Input material START

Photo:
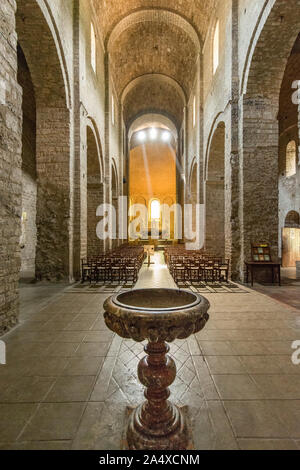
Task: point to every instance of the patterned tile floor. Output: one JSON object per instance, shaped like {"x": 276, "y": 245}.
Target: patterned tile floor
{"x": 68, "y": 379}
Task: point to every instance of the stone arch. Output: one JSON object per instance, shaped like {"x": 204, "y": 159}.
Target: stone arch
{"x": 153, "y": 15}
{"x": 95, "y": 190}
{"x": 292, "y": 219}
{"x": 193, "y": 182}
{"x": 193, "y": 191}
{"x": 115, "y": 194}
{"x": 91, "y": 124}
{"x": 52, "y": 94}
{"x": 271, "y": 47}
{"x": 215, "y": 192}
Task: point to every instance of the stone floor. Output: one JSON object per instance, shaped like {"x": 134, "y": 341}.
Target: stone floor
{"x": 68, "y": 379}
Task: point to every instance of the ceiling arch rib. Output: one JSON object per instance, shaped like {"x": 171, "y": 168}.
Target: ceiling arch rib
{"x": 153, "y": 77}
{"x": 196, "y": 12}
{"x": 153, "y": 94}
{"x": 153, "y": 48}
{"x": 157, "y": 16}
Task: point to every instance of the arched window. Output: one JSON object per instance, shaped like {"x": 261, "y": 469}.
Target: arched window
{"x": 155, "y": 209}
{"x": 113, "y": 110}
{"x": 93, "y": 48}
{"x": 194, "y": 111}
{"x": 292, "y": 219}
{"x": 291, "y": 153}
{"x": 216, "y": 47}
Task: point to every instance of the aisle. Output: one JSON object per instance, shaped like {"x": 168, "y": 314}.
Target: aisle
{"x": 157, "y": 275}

Input material END

▶ [Try it] From the entries above, show each line that includes the string "object".

▶ [Solution to this exercise]
Task: point to every instance of the patterned tile floor. Output: one JSON object per instance, shaped like {"x": 276, "y": 245}.
Task: point to every instance of the stone arch. Output: one JSON object per instance, shaped like {"x": 204, "y": 159}.
Task: point to every instance of the stone floor. Output: one JSON object per instance, shaped like {"x": 134, "y": 341}.
Task: point to every instance of the ceiling arch rib. Output: one JSON object per instance, shaped like {"x": 171, "y": 168}.
Task: point to every instance of the arched window. Output: one JSON object per instance, shaped like {"x": 261, "y": 469}.
Task: point to every instance of the aisle. Output: one JSON object per instance, shaped like {"x": 168, "y": 314}.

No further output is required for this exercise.